Rewrite every item below, replacing "thin twig" with "dry branch" and changing nothing else. Leave the pictures out of your answer.

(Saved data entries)
-*-

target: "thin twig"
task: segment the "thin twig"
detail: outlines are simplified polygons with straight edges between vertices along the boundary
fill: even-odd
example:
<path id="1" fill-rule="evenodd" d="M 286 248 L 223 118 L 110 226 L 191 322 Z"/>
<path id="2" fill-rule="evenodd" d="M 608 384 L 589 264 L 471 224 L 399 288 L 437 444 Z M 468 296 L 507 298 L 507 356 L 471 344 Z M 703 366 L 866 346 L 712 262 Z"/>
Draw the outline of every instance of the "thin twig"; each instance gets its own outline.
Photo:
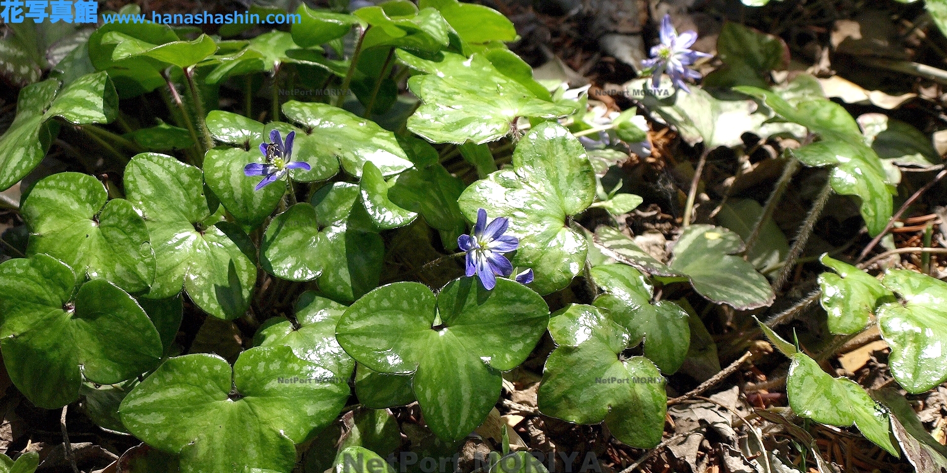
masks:
<path id="1" fill-rule="evenodd" d="M 888 256 L 890 256 L 892 254 L 902 254 L 902 253 L 927 253 L 927 254 L 935 253 L 935 254 L 947 254 L 947 248 L 917 248 L 917 247 L 895 248 L 894 250 L 890 250 L 890 251 L 884 252 L 884 253 L 883 253 L 883 254 L 879 254 L 879 255 L 877 255 L 877 256 L 875 256 L 875 257 L 867 260 L 864 264 L 858 265 L 858 267 L 859 268 L 867 268 L 867 267 L 869 267 L 869 266 L 877 263 L 878 261 L 880 261 L 882 259 L 884 259 L 884 258 L 886 258 L 886 257 L 888 257 Z"/>
<path id="2" fill-rule="evenodd" d="M 63 429 L 63 448 L 65 449 L 65 458 L 72 465 L 73 473 L 79 473 L 79 466 L 76 466 L 76 457 L 72 454 L 72 444 L 69 443 L 69 432 L 65 429 L 65 413 L 68 409 L 68 405 L 63 406 L 63 415 L 60 416 L 60 429 Z"/>
<path id="3" fill-rule="evenodd" d="M 534 408 L 532 406 L 525 406 L 523 404 L 520 404 L 518 402 L 513 402 L 513 401 L 511 401 L 509 399 L 507 399 L 507 398 L 500 399 L 500 404 L 503 407 L 505 407 L 505 408 L 507 408 L 507 409 L 509 409 L 510 411 L 515 411 L 517 412 L 527 413 L 527 414 L 530 414 L 530 415 L 539 414 L 539 410 L 538 409 L 536 409 L 536 408 Z"/>
<path id="4" fill-rule="evenodd" d="M 888 223 L 887 225 L 884 226 L 884 230 L 882 230 L 882 233 L 878 234 L 874 238 L 871 238 L 871 242 L 868 243 L 868 246 L 865 247 L 865 250 L 862 250 L 862 254 L 858 255 L 858 259 L 855 260 L 855 262 L 860 263 L 863 259 L 865 259 L 865 257 L 867 256 L 869 253 L 871 253 L 871 250 L 875 248 L 878 242 L 880 242 L 882 238 L 884 238 L 884 236 L 887 235 L 888 231 L 891 230 L 891 227 L 894 226 L 894 222 L 901 219 L 901 216 L 904 215 L 904 212 L 907 211 L 907 207 L 909 207 L 912 203 L 914 203 L 915 201 L 920 199 L 920 196 L 923 195 L 924 192 L 927 192 L 928 189 L 933 187 L 934 184 L 938 184 L 938 181 L 943 179 L 944 176 L 947 176 L 947 169 L 938 172 L 938 175 L 934 177 L 933 181 L 925 184 L 923 187 L 918 189 L 918 191 L 915 192 L 914 195 L 907 198 L 907 201 L 904 201 L 904 203 L 901 206 L 900 209 L 898 209 L 898 213 L 891 216 L 891 219 L 888 219 Z"/>
<path id="5" fill-rule="evenodd" d="M 688 201 L 684 204 L 684 222 L 682 226 L 690 224 L 690 214 L 694 210 L 694 200 L 697 199 L 697 186 L 701 184 L 701 174 L 704 173 L 704 165 L 707 162 L 707 155 L 710 154 L 710 148 L 706 147 L 701 153 L 701 159 L 697 161 L 697 168 L 694 169 L 694 177 L 690 180 L 690 189 L 688 190 Z"/>
<path id="6" fill-rule="evenodd" d="M 773 290 L 778 292 L 786 285 L 786 281 L 789 280 L 789 275 L 793 272 L 793 268 L 795 266 L 795 260 L 802 254 L 802 250 L 806 248 L 806 242 L 809 241 L 809 236 L 813 235 L 815 222 L 818 221 L 819 215 L 822 214 L 822 209 L 825 208 L 829 198 L 831 197 L 831 180 L 830 179 L 826 181 L 822 191 L 819 192 L 819 196 L 813 202 L 812 210 L 806 214 L 806 219 L 802 222 L 802 227 L 799 228 L 799 233 L 795 236 L 795 241 L 793 242 L 792 248 L 789 249 L 789 255 L 786 256 L 786 265 L 779 271 L 779 275 L 777 276 L 776 283 L 773 284 Z"/>
<path id="7" fill-rule="evenodd" d="M 749 359 L 750 357 L 752 357 L 752 356 L 753 356 L 753 354 L 750 353 L 750 352 L 744 353 L 742 357 L 740 357 L 739 359 L 735 359 L 732 363 L 730 363 L 729 366 L 727 366 L 726 368 L 724 368 L 720 373 L 718 373 L 718 374 L 714 375 L 712 377 L 710 377 L 710 379 L 707 379 L 706 381 L 702 382 L 700 384 L 700 386 L 697 386 L 696 388 L 694 388 L 693 390 L 691 390 L 689 393 L 688 393 L 688 394 L 686 394 L 684 395 L 679 395 L 679 396 L 677 396 L 677 397 L 675 397 L 673 399 L 669 400 L 668 401 L 668 405 L 670 406 L 671 404 L 677 404 L 678 402 L 686 401 L 688 399 L 690 399 L 692 397 L 695 397 L 695 396 L 698 396 L 698 395 L 704 394 L 705 391 L 712 388 L 715 384 L 723 381 L 727 377 L 729 377 L 730 375 L 734 374 L 734 372 L 736 372 L 738 369 L 740 369 L 740 366 L 742 364 L 743 364 L 744 361 L 746 361 L 747 359 Z"/>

-*-

## Written reply
target: "dry branch"
task: segment the "dry branch"
detail: outlines are simplified polygons with straight edges between vertices along the boundary
fill: even-odd
example:
<path id="1" fill-rule="evenodd" d="M 286 248 L 223 118 L 110 226 L 191 322 Z"/>
<path id="2" fill-rule="evenodd" d="M 608 384 L 589 264 L 471 224 L 399 288 L 437 444 Z M 468 296 L 507 298 L 507 356 L 471 344 Z M 703 366 L 866 346 L 712 262 Z"/>
Draw the outline of every instance of the "dry branch"; each instance gets its own outline.
Photo:
masks:
<path id="1" fill-rule="evenodd" d="M 888 256 L 890 256 L 892 254 L 902 254 L 902 253 L 927 253 L 927 254 L 935 253 L 935 254 L 947 254 L 947 248 L 917 248 L 917 247 L 895 248 L 894 250 L 890 250 L 890 251 L 884 252 L 884 253 L 883 253 L 883 254 L 879 254 L 879 255 L 877 255 L 877 256 L 875 256 L 875 257 L 867 260 L 864 264 L 858 265 L 858 267 L 859 268 L 867 268 L 867 267 L 869 267 L 869 266 L 877 263 L 878 261 L 880 261 L 882 259 L 884 259 L 884 258 L 886 258 L 886 257 L 888 257 Z"/>
<path id="2" fill-rule="evenodd" d="M 63 429 L 63 448 L 65 449 L 65 458 L 72 465 L 73 473 L 79 473 L 79 466 L 76 466 L 76 457 L 72 454 L 72 444 L 69 443 L 69 432 L 65 429 L 65 413 L 68 409 L 68 405 L 63 406 L 63 415 L 60 416 L 60 429 Z"/>
<path id="3" fill-rule="evenodd" d="M 534 408 L 532 406 L 525 406 L 523 404 L 520 404 L 518 402 L 513 402 L 513 401 L 511 401 L 509 399 L 507 399 L 507 398 L 500 399 L 500 404 L 503 407 L 505 407 L 505 408 L 507 408 L 507 409 L 509 409 L 510 411 L 515 411 L 517 412 L 527 413 L 527 414 L 530 414 L 530 415 L 539 414 L 539 410 L 538 409 L 536 409 L 536 408 Z"/>
<path id="4" fill-rule="evenodd" d="M 888 223 L 887 225 L 884 226 L 884 230 L 882 230 L 882 233 L 878 234 L 874 238 L 871 238 L 871 242 L 868 243 L 868 246 L 865 247 L 865 250 L 862 250 L 862 254 L 858 255 L 858 259 L 855 260 L 855 262 L 860 263 L 863 259 L 865 259 L 865 257 L 867 256 L 869 253 L 871 253 L 871 250 L 875 248 L 878 242 L 880 242 L 882 238 L 884 238 L 884 236 L 887 235 L 888 231 L 891 230 L 891 227 L 894 226 L 894 222 L 901 219 L 901 216 L 904 215 L 904 212 L 907 211 L 907 207 L 909 207 L 912 203 L 914 203 L 915 201 L 920 199 L 920 196 L 923 195 L 924 192 L 927 192 L 928 189 L 933 187 L 934 184 L 938 184 L 938 181 L 943 179 L 944 176 L 947 176 L 947 169 L 938 172 L 938 175 L 934 177 L 933 181 L 925 184 L 923 187 L 918 189 L 918 191 L 915 192 L 914 195 L 907 198 L 907 201 L 904 201 L 904 203 L 901 206 L 900 209 L 898 209 L 898 213 L 891 216 L 891 219 L 888 219 Z"/>
<path id="5" fill-rule="evenodd" d="M 688 201 L 684 204 L 684 222 L 682 226 L 690 224 L 690 214 L 694 210 L 694 200 L 697 199 L 697 186 L 701 184 L 701 174 L 704 173 L 704 165 L 707 162 L 707 155 L 710 154 L 710 148 L 706 147 L 701 153 L 701 159 L 697 161 L 697 168 L 694 169 L 694 177 L 690 180 L 690 189 L 688 190 Z"/>
<path id="6" fill-rule="evenodd" d="M 773 290 L 778 292 L 786 285 L 786 281 L 789 280 L 789 275 L 793 272 L 793 268 L 795 266 L 795 260 L 802 254 L 802 250 L 806 248 L 806 242 L 809 241 L 809 236 L 813 235 L 815 222 L 818 221 L 819 215 L 822 214 L 822 209 L 825 208 L 829 198 L 831 197 L 831 180 L 830 179 L 826 181 L 822 191 L 819 192 L 819 196 L 813 202 L 812 210 L 806 214 L 806 219 L 802 222 L 802 227 L 799 228 L 799 233 L 795 236 L 795 241 L 793 242 L 792 248 L 789 249 L 789 255 L 786 256 L 786 265 L 779 271 L 779 275 L 777 276 L 776 283 L 773 284 Z"/>
<path id="7" fill-rule="evenodd" d="M 749 359 L 750 357 L 752 357 L 752 356 L 753 356 L 753 354 L 750 353 L 750 352 L 744 353 L 742 357 L 740 357 L 739 359 L 735 359 L 732 363 L 730 363 L 729 366 L 727 366 L 726 368 L 724 368 L 720 373 L 718 373 L 718 374 L 714 375 L 712 377 L 710 377 L 710 379 L 707 379 L 706 381 L 702 382 L 700 384 L 700 386 L 697 386 L 696 388 L 694 388 L 693 390 L 691 390 L 689 393 L 688 393 L 688 394 L 686 394 L 684 395 L 679 395 L 679 396 L 677 396 L 677 397 L 675 397 L 673 399 L 669 400 L 668 401 L 668 405 L 670 406 L 671 404 L 677 404 L 678 402 L 686 401 L 688 399 L 690 399 L 692 397 L 695 397 L 695 396 L 698 396 L 698 395 L 704 394 L 705 391 L 712 388 L 715 384 L 723 381 L 727 377 L 729 377 L 730 375 L 734 374 L 734 372 L 736 372 L 738 369 L 740 369 L 740 366 L 742 364 L 743 364 L 744 361 L 746 361 L 747 359 Z"/>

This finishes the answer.